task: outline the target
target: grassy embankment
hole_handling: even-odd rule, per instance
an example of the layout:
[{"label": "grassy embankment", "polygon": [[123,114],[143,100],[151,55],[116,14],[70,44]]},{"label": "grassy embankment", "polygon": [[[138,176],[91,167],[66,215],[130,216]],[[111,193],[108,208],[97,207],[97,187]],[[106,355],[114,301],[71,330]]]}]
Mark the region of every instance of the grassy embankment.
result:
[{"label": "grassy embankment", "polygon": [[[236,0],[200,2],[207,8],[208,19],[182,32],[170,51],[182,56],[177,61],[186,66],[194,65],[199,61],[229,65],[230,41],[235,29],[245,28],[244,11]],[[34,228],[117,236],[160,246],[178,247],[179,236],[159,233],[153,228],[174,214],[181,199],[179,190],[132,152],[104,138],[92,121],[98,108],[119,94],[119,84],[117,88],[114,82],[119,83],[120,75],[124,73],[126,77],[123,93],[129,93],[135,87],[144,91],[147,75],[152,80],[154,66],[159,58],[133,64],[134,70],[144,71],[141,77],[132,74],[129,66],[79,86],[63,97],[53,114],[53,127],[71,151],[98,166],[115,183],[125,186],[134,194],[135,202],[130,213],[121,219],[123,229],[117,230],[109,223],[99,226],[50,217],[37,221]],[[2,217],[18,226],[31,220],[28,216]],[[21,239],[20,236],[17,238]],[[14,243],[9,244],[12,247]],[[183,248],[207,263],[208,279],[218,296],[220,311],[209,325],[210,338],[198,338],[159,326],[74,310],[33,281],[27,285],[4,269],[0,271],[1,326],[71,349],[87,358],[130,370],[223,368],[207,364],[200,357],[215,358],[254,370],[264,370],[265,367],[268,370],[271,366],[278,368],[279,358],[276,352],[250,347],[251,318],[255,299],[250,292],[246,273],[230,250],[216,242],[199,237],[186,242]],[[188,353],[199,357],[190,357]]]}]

□ □ □ □

◆ What you will do ◆
Each record must be returned exactly as it is written.

◆ Solution ◆
task: outline the target
target: grassy embankment
hole_handling: even-odd rule, per instance
an example of the layout:
[{"label": "grassy embankment", "polygon": [[123,114],[143,100],[151,55],[116,14],[70,44]]},{"label": "grassy embankment", "polygon": [[[138,176],[91,167],[66,215],[130,216]],[[111,193],[108,208],[97,207],[97,187]],[[106,355],[114,301],[71,330]]]}]
Mark the region of every instance of the grassy embankment.
result:
[{"label": "grassy embankment", "polygon": [[[236,0],[200,2],[207,8],[208,19],[182,32],[170,51],[182,56],[177,61],[186,66],[194,65],[199,61],[229,65],[230,41],[235,29],[245,28],[244,11]],[[34,228],[117,236],[160,246],[178,247],[179,236],[159,233],[153,228],[174,214],[181,199],[179,190],[132,152],[104,138],[92,121],[98,108],[119,94],[119,84],[117,88],[114,82],[119,83],[120,75],[124,73],[126,77],[123,93],[129,93],[135,87],[144,91],[147,75],[152,80],[154,66],[159,58],[133,64],[134,70],[144,71],[141,77],[132,74],[129,66],[79,86],[63,97],[53,114],[53,127],[71,151],[98,166],[115,183],[125,186],[134,194],[135,202],[130,213],[121,219],[123,229],[117,230],[109,223],[99,226],[50,217],[37,221]],[[2,217],[18,226],[31,220],[28,216]],[[21,239],[20,236],[17,238]],[[14,243],[9,244],[12,247]],[[183,248],[207,263],[208,279],[218,296],[220,311],[209,325],[210,338],[198,338],[159,326],[74,310],[33,281],[27,285],[4,269],[0,271],[1,326],[71,349],[87,358],[130,370],[223,368],[207,364],[200,357],[215,358],[254,370],[264,370],[265,367],[268,370],[271,366],[278,368],[279,358],[276,352],[250,347],[251,318],[255,299],[250,292],[246,273],[230,250],[216,242],[199,237],[186,242]],[[188,353],[199,357],[190,357]]]}]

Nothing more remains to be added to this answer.